DIRECTIVE - Reproduce every item below word for word, changing nothing.

>> begin DATA FOR PROCESSING

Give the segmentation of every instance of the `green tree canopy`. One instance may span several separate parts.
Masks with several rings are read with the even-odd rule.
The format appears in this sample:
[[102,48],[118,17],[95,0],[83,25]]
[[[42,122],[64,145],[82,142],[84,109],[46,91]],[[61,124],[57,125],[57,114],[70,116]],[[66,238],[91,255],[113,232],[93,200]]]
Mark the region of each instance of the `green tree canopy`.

>> end DATA FOR PROCESSING

RESPONSE TO THE TASK -
Give the segmentation of every instance of the `green tree canopy`. One instance may span several separate parts.
Masks with several rings are read with the even-odd rule.
The format appears in this sample:
[[102,48],[118,17],[95,0],[83,25]]
[[[42,122],[64,145],[82,142],[84,109],[46,91]],[[61,124],[57,125],[57,114],[70,116]],[[66,238],[91,255],[113,232],[93,200]]]
Mark the region of each instance of the `green tree canopy`.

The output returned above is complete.